● DOCUMENT SECTION
In Princeton, we are proud of the multi-faith voices that come together to celebrate certain national holidays and to unite in support of certain values that are key to our religious traditions and to our country. When the times call for us to speak out against religious discrimination and anti-Semitic acts like we have witnessed this week – we do so as well.
When we gather in our own congregations for communal worship, or when we come together as families and individuals for private reflection and prayer, let’s add a prayer in our own religious tradition for not only peace but also for the end of violence and hatred, a prayer for acceptance and respect and love. Perhaps this prayer from the Jewish prayer book could inspire us all:
May we see the day when war and bloodshed cease, when a great peace will embrace the whole world. Then nation will not threaten nation and humanity will not again know war.
For all who live on earth shall realize we have not come into being to hate or to destroy. We have come into being to praise, to labor, and to love. Compassionate God bless the leaders of all nations with the power of compassion. Fulfill the promise conveyed in Scripture: I will bring peace to the land and you shall lie down, and no one shall terrify you.
I will rid the land of vicious beasts and it shall not be ravaged by war. Let love and justice flow like a mighty stream. Let peace fill the earth as the waters fill the sea. Amen.
Rabbi Adam Feldman The Jewish Center of Princeton
Rev. David A. Davis Nassau Presbyterian Church
Rev. Jana Purkish-Brash Princeton United Methodist Church
As you read about Nassau’s three mayor partnerships in Trenton, Malawi, and Burma/Myanmar, you will see very different emphases in three very different contexts: In Trenton, a Unity Rally calling for a prophetic and compassionate response to Muslins, immigrants and refugees; at CETANA the preparations to open a new English language center in the village of Kanpetlet, and with Villages in Partnership a focus on digging wells for need irrigation for crop security.
As always, we welcome your questions, suggestions, and support as we seek to deepen our commitments beyond the Nassau Church community.
As the impacts of climate change become more pronounced, the weather conditions during the growing season in Malawi have become more unpredictable. Because of this, Villages in Partnership is investing in irrigation technology. This will allow the villagers we partner with to become less dependent on the weather for the success of their harvests. Thanks to the incredible generosity of our supporters, we were able to raise enough money to bring solar irrigation to two of our villages in 2017. Hundreds of villagers will now be on the path to food security!

● GIVEN DATA
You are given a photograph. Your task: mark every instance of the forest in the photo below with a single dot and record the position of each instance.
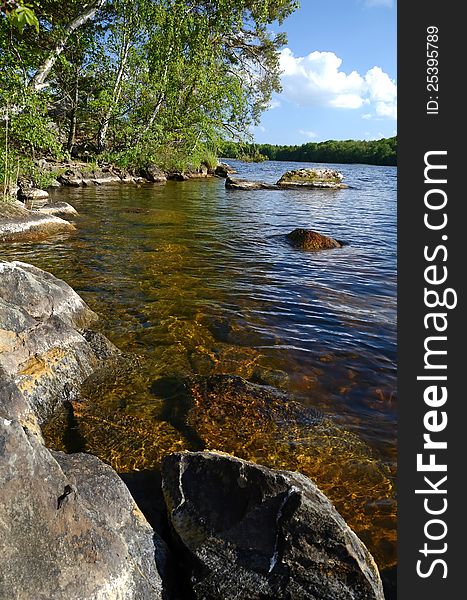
(133, 81)
(374, 152)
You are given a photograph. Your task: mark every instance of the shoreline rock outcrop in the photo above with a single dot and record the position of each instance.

● WRITTEN PROBLEM 1
Please condense the paragraph beginning "As the impacts of climate change" from the passage on faith and partnerships into a short bulleted list that keeps its main facts.
● WRITTEN PROBLEM 2
Carry the passage on faith and partnerships forward, starting right after its last sentence.

● EXERCISE ANSWER 1
- Climate change has made growing-season weather in Malawi more unpredictable.
- In response, Villages in Partnership is investing in irrigation technology so villagers depend less on the weather for their harvests.
- Supporters' generosity raised enough money to bring solar irrigation to two partner villages in 2017.
- Hundreds of villagers are now on the path to food security.

● EXERCISE ANSWER 2
Clean water is often the number one priority for villagers when VIP first approaches a village to explore a partnership. That is why Villages in Partnership has been focused on the construction of wells almost since our inception. While we have built and repaired countless shallow wells and water holes, we now focus more on the construction of the deeper borehole wells which are generally cleaner and reach deeper into the water table. To date, VIP has drilled 20 borehole wells, and we are drilling 7 more in 2017! These borehole wells will provide safe drinking water for thousands of villagers.
We are looking forward to working with VIP and will keep you updated as to how you may become involved. Any questions please contact Loretta Wells at firstname.lastname@example.org.
Update from Cetana Educational Foundation
by Sue Jennings & Joyce MacKichan Walker
In January, Joyce MacKichan Walker and Sue Jennings, a member of the mission committee and board member of Cetana Educational Foundation, traveled to Myanmar to see our mission partner Cetana’s work firsthand. A day after arriving in Yangon they joined others from Cetana and a group from Metta Partners on a flight to Bagan and then a long, bumpy ride into the Chin hills to Kanpetlet, a gateway to the Natma Taung National Park, a wildlife conservation area noted for its diverse flora and fauna. In Kanpetlet Cetana and Metta Partners are working to improve the teaching of English in the government school. Joyce spent a morning observing classroom instruction while Sue joined a discussion with the school’s principal regarding long term needs. Janet Powers, a retired Gettysburg College professor and ESL expert who has volunteered her services to Cetana, spent her time in Kanpetlet doing a brief evaluation in preparation for a month-long stay in the spring, when she will conduct teacher training workshops. Nassau Church’s support will make this visit possible and will also fund a fledgling, independent English language learning center to be housed in a local church. Improving English instruction is crucial if the standard of living is to be raised in one of the poorest regions of Myanmar. Young people need English to find employment in the local tourism industry, which, since the opening of the country, is poised to take off. And English language skill will also enable some local children to advance beyond the primary level to secondary and post-secondary education, for which English proficiency is a requirement. The children in Myanmar, even in these remote areas, have the same dreams that our own children have, but they face formidable challenges. It was inspiring for Joyce and Sue to spend time with them.
Returning to civilization, Joyce and Sue visited the new quarters of Cetana’s learning center in Yangon. Joyce also had a chance to speak at a chapel gathering at the Myanmar Institute of Theology, the site of another Cetana-initiated English language program, where she brought greetings from Nassau Church and emphasized our fellowship with the people of Myanmar. Joyce and Sue then joined up with a Cetana-sponsored tour of Myanmar–from the archaeological sites in Bagan, to Mandalay, and to Kyaing Tong in remote Shan state, where Cetana has another regional learning center.
Cetana sponsors a yearly trip to Myanmar and encourages Nassau members to participate. Watch for details this summer about the 2018 tour.
Your ideas for making this a vital partnership are welcome. For more information, contact Sue Jennings, email@example.com.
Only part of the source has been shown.